*Tekstfragment*.
▬▬▬▬▬▬▬▬▬▬

Dierentuin Artis wijzigt in verband met de coronacrisis eenzijdig de arbeidsvoorwaarden van haar medewerkers. Aanvankelijk 23 en later 18 werknemers zijn het hier niet mee eens.
De medewerkers die niet akkoord zijn verzoeken in een kort geding de kantonrechter om veroordeling van de werkgever tot onder meer het alsnog betalen van het achterstallig loon. De kantonrechter wijst hun vorderingen toe. Er is geen sprake van een eenzijdig wijzigingsbeding en ook anderszins mocht de werkgever niet eenzijdig de arbeidsvoorwaarden van de werknemers wijzigen.
- Tip! Wat valt er precies onder adviesrecht en instemmingsrecht? Heeft de or niet ook iets van doen met arbeidsvoorwaarden? Met de Verdiepingscursus Advies- en instemmingsrecht op 11 november 2021 weet je dat veel sneller. Ook heb je dan duidelijker voor ogen wat het voorgenomen besluit exact inhoudt en welke gevolgen dat voor de werknemers heeft.
Feiten
De achttien eisende werknemers waren tot 1 juli 2008 bij Artis werkzaam als ambtenaar op basis van een aanstelling. Met ingang van 1 juli 2008 hebben zij hun arbeidsverhouding met Artis voortgezet op basis van een privaatrechtelijke arbeidsovereenkomst. Vanaf dat moment was op de arbeidsovereenkomst de Leisure CAO van toepassing. Daarbij is tussen Artis en de vakbonden een overgangsregeling overeengekomen, dat op de werknemers van toepassing werd.

▬▬▬▬▬▬▬▬▬▬

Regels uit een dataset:
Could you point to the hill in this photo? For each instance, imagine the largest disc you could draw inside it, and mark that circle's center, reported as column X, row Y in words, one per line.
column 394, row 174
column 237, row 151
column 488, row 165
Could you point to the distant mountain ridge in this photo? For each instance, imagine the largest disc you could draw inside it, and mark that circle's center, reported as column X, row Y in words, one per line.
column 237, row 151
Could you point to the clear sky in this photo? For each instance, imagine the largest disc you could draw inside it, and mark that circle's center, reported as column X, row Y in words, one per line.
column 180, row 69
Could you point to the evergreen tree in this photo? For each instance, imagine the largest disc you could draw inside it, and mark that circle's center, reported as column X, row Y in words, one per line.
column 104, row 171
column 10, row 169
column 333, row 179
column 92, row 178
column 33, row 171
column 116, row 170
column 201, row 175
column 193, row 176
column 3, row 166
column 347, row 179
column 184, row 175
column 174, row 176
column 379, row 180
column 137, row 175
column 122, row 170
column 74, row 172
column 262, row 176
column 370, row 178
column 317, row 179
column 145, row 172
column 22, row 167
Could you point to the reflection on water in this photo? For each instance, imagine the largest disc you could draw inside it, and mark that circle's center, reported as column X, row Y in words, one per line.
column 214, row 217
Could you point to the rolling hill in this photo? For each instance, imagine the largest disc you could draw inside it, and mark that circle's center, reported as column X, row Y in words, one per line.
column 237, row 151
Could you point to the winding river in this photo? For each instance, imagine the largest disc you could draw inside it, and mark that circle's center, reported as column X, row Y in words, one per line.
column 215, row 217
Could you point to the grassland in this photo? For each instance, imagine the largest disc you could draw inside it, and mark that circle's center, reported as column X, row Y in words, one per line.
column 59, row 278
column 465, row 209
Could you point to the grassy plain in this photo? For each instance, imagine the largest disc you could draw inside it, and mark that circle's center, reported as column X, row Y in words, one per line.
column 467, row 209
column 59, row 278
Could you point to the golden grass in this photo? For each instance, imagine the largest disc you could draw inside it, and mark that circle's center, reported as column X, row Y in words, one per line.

▬▬▬▬▬▬▬▬▬▬

Neem uit de tekst over de arbeidsvoorwaarden bij Artis letterlijk het gedeelte over van "Dierentuin Artis wijzigt" tot en met "de werknemers wijzigen.".

Dierentuin Artis wijzigt in verband met de coronacrisis eenzijdig de arbeidsvoorwaarden van haar medewerkers. Aanvankelijk 23 en later 18 werknemers zijn het hier niet mee eens.
De medewerkers die niet akkoord zijn verzoeken in een kort geding de kantonrechter om veroordeling van de werkgever tot onder meer het alsnog betalen van het achterstallig loon. De kantonrechter wijst hun vorderingen toe. Er is geen sprake van een eenzijdig wijzigingsbeding en ook anderszins mocht de werkgever niet eenzijdig de arbeidsvoorwaarden van de werknemers wijzigen.